======== Task input

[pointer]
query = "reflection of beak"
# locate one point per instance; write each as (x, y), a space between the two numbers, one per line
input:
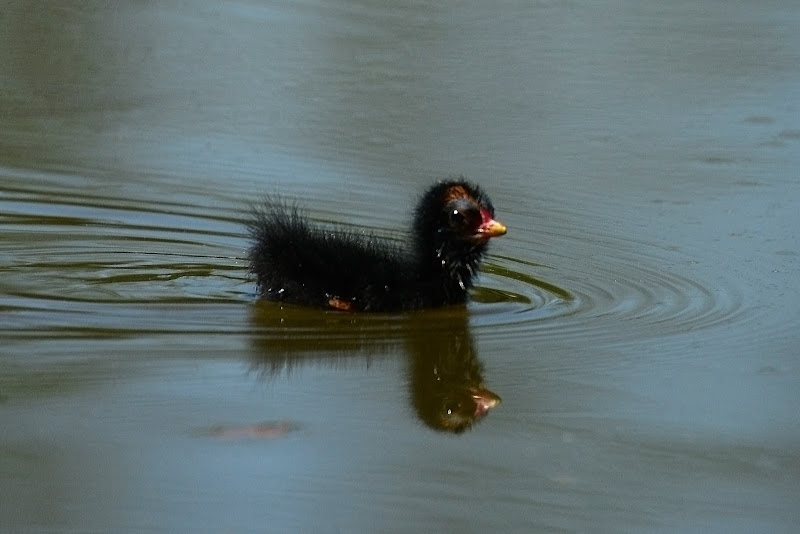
(484, 400)
(491, 228)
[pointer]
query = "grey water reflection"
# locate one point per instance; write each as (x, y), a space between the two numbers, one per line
(640, 321)
(445, 375)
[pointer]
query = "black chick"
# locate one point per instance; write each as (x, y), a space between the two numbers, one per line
(297, 262)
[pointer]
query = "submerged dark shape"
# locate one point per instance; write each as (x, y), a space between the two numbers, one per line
(298, 262)
(446, 389)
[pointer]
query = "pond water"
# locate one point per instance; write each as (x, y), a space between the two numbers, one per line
(640, 321)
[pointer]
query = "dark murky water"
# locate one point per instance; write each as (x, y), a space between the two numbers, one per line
(640, 320)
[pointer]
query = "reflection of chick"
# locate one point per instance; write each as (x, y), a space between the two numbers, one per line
(444, 374)
(295, 261)
(446, 381)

================

Exercise: Copy out the whole listing again, putting "duckling" in place of every "chick" and keeping everything else the same. Leave the pictures out.

Result of this exercise:
[pointer]
query = "reflection of beak"
# locate one point per instance; write each as (x, y), a space between the two numbers, one per line
input:
(484, 400)
(491, 228)
[pointer]
query = "grey water reflection"
# locate one point per instance; write each as (x, y), a space between the two numbers, one per line
(640, 321)
(445, 375)
[pointer]
query = "black duckling"
# locate one point per instance; write each as (x, y), a space between the two numbers, one per line
(297, 262)
[pointer]
query = "submerged dark shape"
# locate one point per instance; write each as (x, y), a space between the two numbers, one per line
(298, 262)
(446, 389)
[pointer]
query = "pond water"
# locate one point per instance; write each as (x, y), a space between the two numbers, one per line
(640, 321)
[pointer]
query = "dark murky water"
# locate one point per instance; write each as (x, y), a space between the two numbers, one per line
(640, 320)
[pointer]
query = "reflection of duckling"
# locate one point per instance; write each as (x, y), a space between the two numbers, one per line
(444, 374)
(295, 261)
(446, 381)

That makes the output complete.